=== TASK TO CARRY OUT ===
From the entries below, copy every line that has the word "race".

=== RECORDS FOR THIS TASK ===

_ _ _ _

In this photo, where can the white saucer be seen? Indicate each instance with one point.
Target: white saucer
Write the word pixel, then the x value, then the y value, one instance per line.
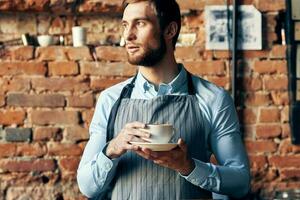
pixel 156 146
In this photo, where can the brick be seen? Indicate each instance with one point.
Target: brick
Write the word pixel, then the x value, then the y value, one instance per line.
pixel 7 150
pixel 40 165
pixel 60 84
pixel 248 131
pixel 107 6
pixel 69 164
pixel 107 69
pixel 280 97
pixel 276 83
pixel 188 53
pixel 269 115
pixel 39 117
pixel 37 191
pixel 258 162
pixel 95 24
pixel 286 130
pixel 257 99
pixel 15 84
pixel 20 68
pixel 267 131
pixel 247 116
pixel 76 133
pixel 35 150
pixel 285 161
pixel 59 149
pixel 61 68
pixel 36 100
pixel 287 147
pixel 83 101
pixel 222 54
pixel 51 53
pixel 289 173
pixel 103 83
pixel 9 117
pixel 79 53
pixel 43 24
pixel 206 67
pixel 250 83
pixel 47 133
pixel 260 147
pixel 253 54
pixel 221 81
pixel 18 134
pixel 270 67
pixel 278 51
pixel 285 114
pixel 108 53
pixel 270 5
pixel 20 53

_ _ _ _

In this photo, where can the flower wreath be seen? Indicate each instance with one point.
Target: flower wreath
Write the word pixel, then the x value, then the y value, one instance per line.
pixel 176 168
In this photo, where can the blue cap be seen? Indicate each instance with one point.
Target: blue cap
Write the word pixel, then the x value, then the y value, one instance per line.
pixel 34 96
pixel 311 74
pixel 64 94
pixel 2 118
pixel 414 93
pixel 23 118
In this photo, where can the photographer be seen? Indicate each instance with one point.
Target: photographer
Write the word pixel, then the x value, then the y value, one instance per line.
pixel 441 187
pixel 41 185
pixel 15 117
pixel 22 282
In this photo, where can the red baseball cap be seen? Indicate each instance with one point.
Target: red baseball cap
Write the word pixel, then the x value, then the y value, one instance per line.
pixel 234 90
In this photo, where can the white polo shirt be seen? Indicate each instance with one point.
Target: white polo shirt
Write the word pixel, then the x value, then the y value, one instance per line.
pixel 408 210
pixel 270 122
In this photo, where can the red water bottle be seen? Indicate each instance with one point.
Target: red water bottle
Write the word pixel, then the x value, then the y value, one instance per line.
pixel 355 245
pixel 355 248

_ _ _ _

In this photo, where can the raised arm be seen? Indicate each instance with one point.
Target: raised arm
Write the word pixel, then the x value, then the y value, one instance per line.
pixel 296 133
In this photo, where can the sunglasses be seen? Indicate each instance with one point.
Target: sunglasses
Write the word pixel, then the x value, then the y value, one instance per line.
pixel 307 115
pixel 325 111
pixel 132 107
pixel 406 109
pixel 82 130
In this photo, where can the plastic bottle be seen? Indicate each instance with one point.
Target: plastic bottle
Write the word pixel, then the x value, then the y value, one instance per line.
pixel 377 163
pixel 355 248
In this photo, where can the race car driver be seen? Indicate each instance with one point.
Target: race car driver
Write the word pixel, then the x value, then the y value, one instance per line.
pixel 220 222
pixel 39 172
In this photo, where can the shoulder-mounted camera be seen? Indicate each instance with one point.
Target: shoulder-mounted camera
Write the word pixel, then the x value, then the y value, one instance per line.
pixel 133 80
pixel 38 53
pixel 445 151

_ _ _ _

=== RESPONSE BOX ===
In this photo, where can the race car driver be seen? Indicate each instance with one point.
Target: race car driver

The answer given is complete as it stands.